- Task goal
Pull out every line of the entries below that contains the string "positive", matching upper and lower case exactly.

- Dataset content
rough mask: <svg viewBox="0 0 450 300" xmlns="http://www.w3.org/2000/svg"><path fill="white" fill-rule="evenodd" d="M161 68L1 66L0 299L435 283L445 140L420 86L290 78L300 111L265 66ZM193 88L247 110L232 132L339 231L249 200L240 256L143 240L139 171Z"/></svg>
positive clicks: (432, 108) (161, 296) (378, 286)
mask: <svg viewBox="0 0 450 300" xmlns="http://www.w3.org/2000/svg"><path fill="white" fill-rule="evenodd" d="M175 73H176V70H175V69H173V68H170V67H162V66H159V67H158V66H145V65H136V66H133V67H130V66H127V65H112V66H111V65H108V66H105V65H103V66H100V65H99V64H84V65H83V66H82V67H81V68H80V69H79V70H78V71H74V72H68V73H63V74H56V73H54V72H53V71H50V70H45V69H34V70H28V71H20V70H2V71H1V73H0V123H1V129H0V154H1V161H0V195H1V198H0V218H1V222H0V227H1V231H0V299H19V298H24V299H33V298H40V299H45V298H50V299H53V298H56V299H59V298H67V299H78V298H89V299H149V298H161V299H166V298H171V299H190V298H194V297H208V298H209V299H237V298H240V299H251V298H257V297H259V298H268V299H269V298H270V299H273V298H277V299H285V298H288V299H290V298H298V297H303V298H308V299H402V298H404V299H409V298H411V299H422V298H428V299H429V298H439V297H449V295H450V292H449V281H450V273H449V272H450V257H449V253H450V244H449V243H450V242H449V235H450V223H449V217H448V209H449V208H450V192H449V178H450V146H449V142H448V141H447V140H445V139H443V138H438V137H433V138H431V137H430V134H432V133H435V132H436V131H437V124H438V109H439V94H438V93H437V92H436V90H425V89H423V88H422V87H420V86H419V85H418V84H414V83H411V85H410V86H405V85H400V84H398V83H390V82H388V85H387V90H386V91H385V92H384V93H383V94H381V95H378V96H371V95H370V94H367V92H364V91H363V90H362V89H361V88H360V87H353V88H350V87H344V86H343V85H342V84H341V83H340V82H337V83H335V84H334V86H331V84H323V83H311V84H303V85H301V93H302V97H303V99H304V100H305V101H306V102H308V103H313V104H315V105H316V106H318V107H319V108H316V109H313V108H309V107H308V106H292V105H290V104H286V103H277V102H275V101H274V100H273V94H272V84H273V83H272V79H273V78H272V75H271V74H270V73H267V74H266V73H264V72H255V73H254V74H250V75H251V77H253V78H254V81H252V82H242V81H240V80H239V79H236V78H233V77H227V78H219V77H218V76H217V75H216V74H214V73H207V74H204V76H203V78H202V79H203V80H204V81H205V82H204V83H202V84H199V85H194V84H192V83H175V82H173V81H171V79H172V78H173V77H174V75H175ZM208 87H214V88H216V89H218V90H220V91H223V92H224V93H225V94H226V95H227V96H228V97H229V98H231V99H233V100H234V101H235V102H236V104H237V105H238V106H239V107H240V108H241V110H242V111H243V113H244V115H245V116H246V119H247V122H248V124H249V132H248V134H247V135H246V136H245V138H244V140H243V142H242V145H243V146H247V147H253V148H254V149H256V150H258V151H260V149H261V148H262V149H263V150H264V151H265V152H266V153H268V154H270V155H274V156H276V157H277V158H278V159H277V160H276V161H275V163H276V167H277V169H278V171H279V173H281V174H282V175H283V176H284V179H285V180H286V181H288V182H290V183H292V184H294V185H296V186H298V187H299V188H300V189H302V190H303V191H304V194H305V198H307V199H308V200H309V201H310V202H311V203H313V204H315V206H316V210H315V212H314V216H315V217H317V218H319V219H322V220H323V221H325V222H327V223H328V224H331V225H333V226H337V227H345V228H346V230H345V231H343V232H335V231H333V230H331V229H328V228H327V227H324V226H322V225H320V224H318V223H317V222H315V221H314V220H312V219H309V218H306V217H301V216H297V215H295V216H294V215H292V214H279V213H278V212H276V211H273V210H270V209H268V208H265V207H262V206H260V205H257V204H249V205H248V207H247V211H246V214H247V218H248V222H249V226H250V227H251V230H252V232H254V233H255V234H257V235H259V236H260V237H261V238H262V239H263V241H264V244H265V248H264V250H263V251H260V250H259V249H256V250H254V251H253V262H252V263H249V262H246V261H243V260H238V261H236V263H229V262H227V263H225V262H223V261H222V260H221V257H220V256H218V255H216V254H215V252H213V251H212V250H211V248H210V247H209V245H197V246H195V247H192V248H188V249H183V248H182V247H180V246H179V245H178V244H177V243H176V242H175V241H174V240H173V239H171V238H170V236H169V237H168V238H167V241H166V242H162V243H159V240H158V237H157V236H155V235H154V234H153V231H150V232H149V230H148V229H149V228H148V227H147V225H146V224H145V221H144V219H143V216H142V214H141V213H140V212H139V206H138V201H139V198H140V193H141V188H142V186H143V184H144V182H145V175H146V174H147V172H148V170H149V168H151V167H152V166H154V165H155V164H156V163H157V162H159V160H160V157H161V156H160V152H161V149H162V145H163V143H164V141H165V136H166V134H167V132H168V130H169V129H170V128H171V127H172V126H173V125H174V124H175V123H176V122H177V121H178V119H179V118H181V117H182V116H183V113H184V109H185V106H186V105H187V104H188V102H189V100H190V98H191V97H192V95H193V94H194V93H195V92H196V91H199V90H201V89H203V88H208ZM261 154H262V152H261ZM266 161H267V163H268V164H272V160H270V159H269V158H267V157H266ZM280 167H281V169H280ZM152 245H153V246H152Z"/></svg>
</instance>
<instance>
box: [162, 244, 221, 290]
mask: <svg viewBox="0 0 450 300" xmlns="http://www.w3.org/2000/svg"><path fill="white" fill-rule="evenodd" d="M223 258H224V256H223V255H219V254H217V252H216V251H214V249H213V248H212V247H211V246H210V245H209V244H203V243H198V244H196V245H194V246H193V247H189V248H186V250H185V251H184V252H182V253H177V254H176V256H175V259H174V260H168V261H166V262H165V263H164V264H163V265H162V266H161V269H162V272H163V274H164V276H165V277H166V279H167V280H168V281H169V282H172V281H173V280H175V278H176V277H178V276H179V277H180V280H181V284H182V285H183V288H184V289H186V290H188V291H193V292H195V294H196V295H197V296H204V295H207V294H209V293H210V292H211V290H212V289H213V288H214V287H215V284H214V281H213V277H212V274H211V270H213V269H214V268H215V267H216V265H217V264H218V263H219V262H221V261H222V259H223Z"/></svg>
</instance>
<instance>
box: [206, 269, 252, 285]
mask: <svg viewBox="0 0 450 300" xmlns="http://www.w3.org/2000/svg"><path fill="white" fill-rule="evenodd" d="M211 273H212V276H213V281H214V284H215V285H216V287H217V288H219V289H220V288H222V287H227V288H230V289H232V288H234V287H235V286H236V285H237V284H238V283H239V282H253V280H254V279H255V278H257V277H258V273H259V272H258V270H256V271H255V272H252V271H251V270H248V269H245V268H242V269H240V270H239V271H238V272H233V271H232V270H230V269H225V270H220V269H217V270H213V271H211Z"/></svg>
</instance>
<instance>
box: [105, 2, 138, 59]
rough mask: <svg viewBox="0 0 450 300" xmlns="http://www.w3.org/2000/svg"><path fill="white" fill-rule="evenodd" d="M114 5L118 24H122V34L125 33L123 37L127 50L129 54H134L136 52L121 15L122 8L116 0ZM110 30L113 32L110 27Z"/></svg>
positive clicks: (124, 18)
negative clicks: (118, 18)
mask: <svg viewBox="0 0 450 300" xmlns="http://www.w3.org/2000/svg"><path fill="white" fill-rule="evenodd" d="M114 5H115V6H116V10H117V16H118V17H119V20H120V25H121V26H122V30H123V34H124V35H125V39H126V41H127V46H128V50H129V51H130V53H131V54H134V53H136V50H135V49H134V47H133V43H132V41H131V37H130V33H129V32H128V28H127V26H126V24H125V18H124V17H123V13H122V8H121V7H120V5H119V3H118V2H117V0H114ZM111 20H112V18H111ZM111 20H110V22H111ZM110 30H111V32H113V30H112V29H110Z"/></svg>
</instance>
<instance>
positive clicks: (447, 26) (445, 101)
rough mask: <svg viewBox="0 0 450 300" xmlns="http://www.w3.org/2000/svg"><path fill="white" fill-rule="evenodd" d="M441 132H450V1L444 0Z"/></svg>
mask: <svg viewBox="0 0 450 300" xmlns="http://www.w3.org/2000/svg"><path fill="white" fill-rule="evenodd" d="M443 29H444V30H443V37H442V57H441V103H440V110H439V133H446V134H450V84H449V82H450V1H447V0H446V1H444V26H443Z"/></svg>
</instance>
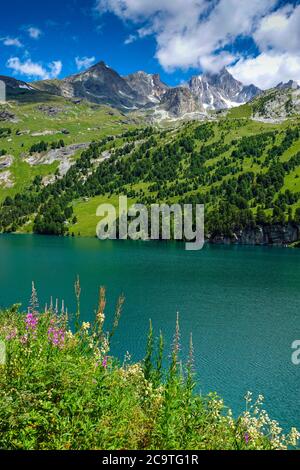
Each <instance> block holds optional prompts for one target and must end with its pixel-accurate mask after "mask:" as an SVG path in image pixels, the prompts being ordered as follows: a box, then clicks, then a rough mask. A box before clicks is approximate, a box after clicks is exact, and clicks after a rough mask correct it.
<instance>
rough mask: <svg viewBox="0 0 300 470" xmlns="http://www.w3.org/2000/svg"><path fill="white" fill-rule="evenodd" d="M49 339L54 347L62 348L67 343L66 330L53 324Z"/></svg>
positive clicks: (48, 334) (63, 346) (48, 340)
mask: <svg viewBox="0 0 300 470" xmlns="http://www.w3.org/2000/svg"><path fill="white" fill-rule="evenodd" d="M48 341H49V343H50V344H51V345H52V346H53V347H55V348H60V349H62V348H63V347H64V345H65V331H64V330H63V329H62V328H56V327H54V326H51V327H50V328H49V330H48Z"/></svg>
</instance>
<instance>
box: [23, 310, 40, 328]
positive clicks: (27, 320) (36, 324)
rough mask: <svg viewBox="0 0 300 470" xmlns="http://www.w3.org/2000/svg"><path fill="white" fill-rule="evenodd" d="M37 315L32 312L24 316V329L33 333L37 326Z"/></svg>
mask: <svg viewBox="0 0 300 470" xmlns="http://www.w3.org/2000/svg"><path fill="white" fill-rule="evenodd" d="M38 322H39V320H38V317H37V316H36V315H35V314H34V313H28V314H27V315H26V318H25V324H26V330H27V331H29V332H31V333H35V332H36V330H37V327H38Z"/></svg>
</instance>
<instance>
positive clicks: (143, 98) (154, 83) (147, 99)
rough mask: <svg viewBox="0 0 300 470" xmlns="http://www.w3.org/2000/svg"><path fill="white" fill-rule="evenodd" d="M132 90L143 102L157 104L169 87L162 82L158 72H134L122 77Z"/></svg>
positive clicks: (141, 71) (157, 103) (167, 89)
mask: <svg viewBox="0 0 300 470" xmlns="http://www.w3.org/2000/svg"><path fill="white" fill-rule="evenodd" d="M124 79H125V80H126V82H127V83H128V85H129V86H130V87H131V89H132V90H135V91H136V92H137V93H138V95H139V97H142V98H143V100H144V104H145V105H147V104H153V103H154V104H158V103H159V102H160V100H161V98H162V96H163V95H164V94H165V93H166V92H167V90H168V89H169V87H168V86H167V85H166V84H165V83H163V82H162V81H161V79H160V76H159V75H158V74H153V75H152V74H148V73H145V72H142V71H140V72H136V73H133V74H130V75H128V76H127V77H124Z"/></svg>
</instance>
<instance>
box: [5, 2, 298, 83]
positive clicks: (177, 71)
mask: <svg viewBox="0 0 300 470" xmlns="http://www.w3.org/2000/svg"><path fill="white" fill-rule="evenodd" d="M1 3H2V4H1V19H2V21H1V26H0V74H2V75H13V76H15V77H16V78H19V79H23V80H27V81H30V80H36V79H43V78H54V77H58V78H62V77H65V76H67V75H70V74H73V73H76V72H78V71H79V70H83V69H84V68H85V67H87V66H88V65H90V64H92V63H94V62H98V61H100V60H104V61H105V62H106V63H107V64H108V65H109V66H111V67H112V68H114V69H116V70H117V71H118V72H119V73H120V74H122V75H126V74H128V73H132V72H134V71H136V70H144V71H146V72H149V73H159V74H160V75H161V77H162V79H163V80H164V81H165V82H167V83H169V84H171V85H176V84H179V83H180V82H181V81H184V80H186V79H187V78H188V77H190V76H191V75H192V74H199V73H201V72H202V71H210V72H217V71H218V70H219V69H220V68H221V67H222V66H228V67H229V70H230V71H231V72H232V73H233V74H234V76H236V78H238V79H241V80H242V81H243V82H247V83H248V82H249V83H250V82H254V83H255V84H257V85H258V86H261V87H262V88H267V87H269V86H272V85H273V84H276V83H278V82H279V81H281V80H283V81H285V80H287V79H290V78H292V79H294V80H299V82H300V52H299V51H300V1H298V0H297V1H296V0H294V1H278V0H251V1H244V0H242V1H241V0H209V1H208V0H65V1H62V0H51V1H48V0H45V1H43V2H41V1H40V0H27V1H26V2H24V1H21V0H11V1H9V2H5V3H4V2H1Z"/></svg>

- Solution below
positive clicks: (432, 108) (161, 296) (378, 286)
positive clicks: (124, 18)
positive clicks: (447, 26) (445, 101)
positive clicks: (48, 334) (63, 346) (48, 340)
positive clicks: (27, 320) (36, 324)
positive clicks: (143, 98) (154, 83) (147, 99)
positive clicks: (141, 71) (157, 103) (167, 89)
positive clicks: (177, 71)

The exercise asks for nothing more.